Reproduce verbatim every line of the rows below, starting with the line that contains "Tag a single point on each instance of the tire" and continuing through the last line of the rows, with both ends included.
━━━
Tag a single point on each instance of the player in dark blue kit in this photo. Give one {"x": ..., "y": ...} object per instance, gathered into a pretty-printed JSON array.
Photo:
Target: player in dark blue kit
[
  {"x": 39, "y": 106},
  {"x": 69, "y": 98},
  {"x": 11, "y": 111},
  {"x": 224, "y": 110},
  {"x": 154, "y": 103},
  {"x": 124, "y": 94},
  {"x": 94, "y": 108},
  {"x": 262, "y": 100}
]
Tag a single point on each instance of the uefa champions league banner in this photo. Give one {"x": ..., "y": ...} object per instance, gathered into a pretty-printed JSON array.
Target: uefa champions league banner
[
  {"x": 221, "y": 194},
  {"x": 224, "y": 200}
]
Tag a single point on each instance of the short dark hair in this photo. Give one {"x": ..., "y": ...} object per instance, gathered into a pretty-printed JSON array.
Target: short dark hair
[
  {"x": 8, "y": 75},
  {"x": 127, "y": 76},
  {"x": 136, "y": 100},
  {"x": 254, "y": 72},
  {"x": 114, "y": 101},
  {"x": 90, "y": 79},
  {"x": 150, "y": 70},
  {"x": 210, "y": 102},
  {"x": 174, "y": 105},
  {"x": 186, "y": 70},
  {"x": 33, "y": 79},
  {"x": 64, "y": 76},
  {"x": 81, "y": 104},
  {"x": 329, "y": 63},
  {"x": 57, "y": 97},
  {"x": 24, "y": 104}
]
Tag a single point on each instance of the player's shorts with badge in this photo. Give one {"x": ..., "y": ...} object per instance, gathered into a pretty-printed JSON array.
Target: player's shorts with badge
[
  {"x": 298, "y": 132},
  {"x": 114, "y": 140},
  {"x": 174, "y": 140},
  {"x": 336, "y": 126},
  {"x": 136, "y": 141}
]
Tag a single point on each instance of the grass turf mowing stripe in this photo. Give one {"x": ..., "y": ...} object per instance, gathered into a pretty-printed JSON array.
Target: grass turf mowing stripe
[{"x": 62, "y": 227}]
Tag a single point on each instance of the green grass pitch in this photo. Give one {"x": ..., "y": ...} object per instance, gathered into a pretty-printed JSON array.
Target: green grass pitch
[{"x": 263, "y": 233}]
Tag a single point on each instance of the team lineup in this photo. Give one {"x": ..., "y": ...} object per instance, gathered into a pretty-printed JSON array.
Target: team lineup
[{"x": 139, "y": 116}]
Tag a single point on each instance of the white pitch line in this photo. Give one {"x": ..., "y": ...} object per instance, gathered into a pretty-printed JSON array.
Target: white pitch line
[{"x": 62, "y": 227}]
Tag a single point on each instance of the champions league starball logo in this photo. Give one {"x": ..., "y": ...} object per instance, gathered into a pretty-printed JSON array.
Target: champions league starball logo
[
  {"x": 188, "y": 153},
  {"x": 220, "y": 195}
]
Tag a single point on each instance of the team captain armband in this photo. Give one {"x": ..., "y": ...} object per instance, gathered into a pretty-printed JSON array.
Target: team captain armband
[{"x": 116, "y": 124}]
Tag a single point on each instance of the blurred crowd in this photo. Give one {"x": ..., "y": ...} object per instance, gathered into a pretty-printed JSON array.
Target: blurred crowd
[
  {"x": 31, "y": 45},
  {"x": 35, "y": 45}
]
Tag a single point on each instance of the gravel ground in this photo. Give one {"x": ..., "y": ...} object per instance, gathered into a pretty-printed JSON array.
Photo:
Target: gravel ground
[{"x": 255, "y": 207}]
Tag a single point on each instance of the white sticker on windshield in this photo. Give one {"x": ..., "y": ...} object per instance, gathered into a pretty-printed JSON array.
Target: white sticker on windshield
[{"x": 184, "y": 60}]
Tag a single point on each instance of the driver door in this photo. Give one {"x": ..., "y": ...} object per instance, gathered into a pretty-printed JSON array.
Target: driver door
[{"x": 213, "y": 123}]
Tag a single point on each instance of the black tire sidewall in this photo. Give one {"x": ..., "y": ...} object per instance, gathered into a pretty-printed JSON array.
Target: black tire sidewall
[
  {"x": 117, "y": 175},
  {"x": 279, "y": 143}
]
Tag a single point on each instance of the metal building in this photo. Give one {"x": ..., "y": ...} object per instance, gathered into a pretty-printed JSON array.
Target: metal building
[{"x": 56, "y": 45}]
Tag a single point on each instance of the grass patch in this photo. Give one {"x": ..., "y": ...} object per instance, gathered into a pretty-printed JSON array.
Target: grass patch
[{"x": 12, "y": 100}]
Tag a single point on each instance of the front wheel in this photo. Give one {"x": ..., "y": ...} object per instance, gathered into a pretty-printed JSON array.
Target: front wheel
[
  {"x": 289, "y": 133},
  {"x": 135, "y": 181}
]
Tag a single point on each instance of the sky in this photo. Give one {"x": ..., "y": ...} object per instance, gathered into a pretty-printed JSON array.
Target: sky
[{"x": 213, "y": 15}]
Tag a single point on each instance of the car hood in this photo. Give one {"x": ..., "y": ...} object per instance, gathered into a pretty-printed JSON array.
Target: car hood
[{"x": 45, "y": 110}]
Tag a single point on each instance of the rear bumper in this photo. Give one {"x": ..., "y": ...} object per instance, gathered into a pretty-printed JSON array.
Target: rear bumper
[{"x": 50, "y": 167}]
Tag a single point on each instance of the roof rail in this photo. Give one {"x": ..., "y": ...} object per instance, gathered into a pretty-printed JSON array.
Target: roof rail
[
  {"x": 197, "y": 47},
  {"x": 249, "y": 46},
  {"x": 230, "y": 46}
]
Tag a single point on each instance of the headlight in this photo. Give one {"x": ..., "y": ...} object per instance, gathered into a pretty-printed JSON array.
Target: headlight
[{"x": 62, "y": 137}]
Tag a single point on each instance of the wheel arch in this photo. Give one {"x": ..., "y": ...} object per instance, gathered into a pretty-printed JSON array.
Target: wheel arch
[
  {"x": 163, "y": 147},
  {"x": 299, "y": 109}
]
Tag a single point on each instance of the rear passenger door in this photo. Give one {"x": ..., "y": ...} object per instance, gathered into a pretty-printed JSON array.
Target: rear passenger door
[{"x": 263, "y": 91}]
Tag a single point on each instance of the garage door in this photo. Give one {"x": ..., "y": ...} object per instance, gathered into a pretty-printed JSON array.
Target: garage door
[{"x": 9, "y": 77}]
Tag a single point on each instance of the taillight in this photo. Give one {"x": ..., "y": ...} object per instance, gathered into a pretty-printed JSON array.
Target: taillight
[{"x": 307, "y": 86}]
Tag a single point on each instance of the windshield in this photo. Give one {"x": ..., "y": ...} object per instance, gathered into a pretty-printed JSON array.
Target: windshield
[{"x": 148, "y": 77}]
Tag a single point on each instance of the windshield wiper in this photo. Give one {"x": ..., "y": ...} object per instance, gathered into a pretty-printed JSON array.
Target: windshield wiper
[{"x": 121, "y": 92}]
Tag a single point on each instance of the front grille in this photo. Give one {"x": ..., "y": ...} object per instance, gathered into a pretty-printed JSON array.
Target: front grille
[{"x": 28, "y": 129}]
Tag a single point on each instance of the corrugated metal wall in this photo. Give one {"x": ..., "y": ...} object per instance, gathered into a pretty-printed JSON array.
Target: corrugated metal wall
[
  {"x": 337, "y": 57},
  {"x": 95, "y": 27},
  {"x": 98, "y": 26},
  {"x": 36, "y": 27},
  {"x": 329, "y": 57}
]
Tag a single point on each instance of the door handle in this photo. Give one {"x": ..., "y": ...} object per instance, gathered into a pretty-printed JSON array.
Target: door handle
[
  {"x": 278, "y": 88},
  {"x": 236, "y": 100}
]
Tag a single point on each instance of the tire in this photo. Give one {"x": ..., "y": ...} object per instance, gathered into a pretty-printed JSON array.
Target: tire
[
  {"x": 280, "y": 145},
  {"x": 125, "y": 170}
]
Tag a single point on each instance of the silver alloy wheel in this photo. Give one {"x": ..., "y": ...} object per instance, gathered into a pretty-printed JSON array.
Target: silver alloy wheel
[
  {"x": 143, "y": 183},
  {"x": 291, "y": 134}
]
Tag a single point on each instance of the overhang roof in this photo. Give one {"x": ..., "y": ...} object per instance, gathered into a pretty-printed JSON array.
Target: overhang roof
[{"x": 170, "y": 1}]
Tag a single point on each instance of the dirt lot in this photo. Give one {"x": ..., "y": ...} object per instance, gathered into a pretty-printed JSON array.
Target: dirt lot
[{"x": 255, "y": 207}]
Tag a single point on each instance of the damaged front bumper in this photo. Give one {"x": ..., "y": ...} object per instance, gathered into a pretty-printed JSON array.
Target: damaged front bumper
━━━
__Output for this task__:
Tag a single point on each instance of the tire in this photo. Give one {"x": ..., "y": ...} object per instance, gathered into a pretty-printed JSON array.
Target: tire
[
  {"x": 280, "y": 145},
  {"x": 125, "y": 170}
]
Tag a single point on each instance of the silver alloy wheel in this photo. Give one {"x": ..., "y": ...} object per instance, gathered into a pretty-printed JSON array.
Target: silver alloy wheel
[
  {"x": 143, "y": 183},
  {"x": 291, "y": 134}
]
Tag a single point on each instance of the overhang roof in this photo. Give one {"x": ..., "y": ...} object per instance, gathered into a pretty-printed JSON array.
Target: overhang roof
[{"x": 170, "y": 1}]
Tag a single point on each instance of the dirt lot in this photo. Give one {"x": ..., "y": ...} object per instance, gathered into a pretty-printed JSON array.
Target: dirt lot
[{"x": 255, "y": 207}]
Tag a single point on each instance of the damaged front bumper in this photo. Give one {"x": ..., "y": ...} object per instance, gathered into a pretty-printed JSON array.
Target: damaged front bumper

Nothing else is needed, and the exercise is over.